Goal of the exercise
Write the data out again in full, with no departure from the original.

Start of Records shown

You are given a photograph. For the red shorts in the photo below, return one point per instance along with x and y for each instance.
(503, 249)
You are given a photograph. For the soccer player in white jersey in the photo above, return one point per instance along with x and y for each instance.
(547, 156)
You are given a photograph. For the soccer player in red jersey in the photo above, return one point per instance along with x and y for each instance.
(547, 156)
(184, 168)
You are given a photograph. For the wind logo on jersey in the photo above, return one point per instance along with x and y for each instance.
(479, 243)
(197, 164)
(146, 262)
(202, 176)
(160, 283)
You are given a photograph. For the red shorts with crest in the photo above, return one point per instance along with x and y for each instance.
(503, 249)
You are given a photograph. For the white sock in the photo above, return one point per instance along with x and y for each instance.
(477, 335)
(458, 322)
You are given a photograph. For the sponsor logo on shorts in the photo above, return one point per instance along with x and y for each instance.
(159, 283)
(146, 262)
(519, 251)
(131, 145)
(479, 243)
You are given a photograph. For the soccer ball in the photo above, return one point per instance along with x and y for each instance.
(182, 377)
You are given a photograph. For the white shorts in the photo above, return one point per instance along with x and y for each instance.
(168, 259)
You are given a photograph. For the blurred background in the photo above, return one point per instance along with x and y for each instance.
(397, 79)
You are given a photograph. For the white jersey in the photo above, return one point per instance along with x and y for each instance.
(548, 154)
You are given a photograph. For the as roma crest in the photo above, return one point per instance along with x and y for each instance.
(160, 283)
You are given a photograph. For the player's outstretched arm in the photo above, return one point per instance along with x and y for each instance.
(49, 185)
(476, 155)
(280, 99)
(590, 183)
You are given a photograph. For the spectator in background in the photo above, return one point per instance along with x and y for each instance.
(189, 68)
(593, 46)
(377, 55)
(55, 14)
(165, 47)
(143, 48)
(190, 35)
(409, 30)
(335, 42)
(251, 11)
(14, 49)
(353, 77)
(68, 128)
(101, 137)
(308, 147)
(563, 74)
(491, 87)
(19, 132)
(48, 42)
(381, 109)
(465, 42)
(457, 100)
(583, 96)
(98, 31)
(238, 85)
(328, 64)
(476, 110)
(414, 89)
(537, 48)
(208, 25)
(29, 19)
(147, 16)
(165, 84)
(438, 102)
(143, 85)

End of Records shown

Answer area
You are given a photograph. For the red shorts in the photo below, return one point per instance along with x and y for each instance.
(503, 249)
You are given a photograph. For the soccer player in white jersey in the photo above, return one point per instance along with x and y for each instance.
(547, 156)
You are given a photograph. For the soccer player in red jersey in the photo above, return one point per instance along with x and y for each instance.
(547, 156)
(184, 168)
You are given a photograph. For the wind logo on jersey in the photo above, return one point per instance along with x and y for each instance.
(479, 243)
(197, 164)
(146, 262)
(202, 176)
(160, 283)
You are given a photograph. For the red shorts with crest in the photo above, return one point per instance along with x and y for each instance.
(503, 249)
You are given a photograph. For the white sock in the photo above, return one point per instance along with x and y for each instance.
(477, 335)
(458, 322)
You are given a photograph. For the sponsor logo on shorts in the photo above, return one point per instance along with x and y for each instance.
(159, 283)
(146, 262)
(519, 251)
(131, 145)
(479, 243)
You are given a photograph. For the soccer ball in the photo above, return one point per instance along with x and y for each instance.
(182, 377)
You are given a photograph. For the white shorts in the photo above, return one point per instance along with x and y for each instance.
(168, 259)
You are given a photograph. For the blurred background in the photo above, return one point per instance along with x and y for each instance.
(397, 79)
You are given a photograph. For the white jersey in the photo above, return one point per instance along with x and y for each instance.
(548, 154)
You are given a photograph. For the as roma crest in the photo above, return one point per instance along with x and y for each instance.
(160, 283)
You are given a photograph. For the player's outstretched arm in the photo above, return one point per instance along with x and y for each instance.
(49, 185)
(476, 155)
(280, 99)
(590, 183)
You are given a photograph. For the spectator in background in the photo above, return one point per instance along with x and y for each instance.
(189, 68)
(593, 46)
(377, 55)
(55, 14)
(165, 47)
(143, 48)
(190, 35)
(409, 30)
(335, 42)
(251, 11)
(14, 49)
(353, 77)
(68, 128)
(101, 137)
(308, 147)
(563, 74)
(491, 87)
(19, 132)
(48, 42)
(381, 109)
(465, 42)
(457, 100)
(583, 96)
(98, 31)
(238, 85)
(328, 64)
(476, 110)
(414, 89)
(537, 48)
(208, 25)
(29, 19)
(147, 16)
(165, 84)
(438, 102)
(143, 85)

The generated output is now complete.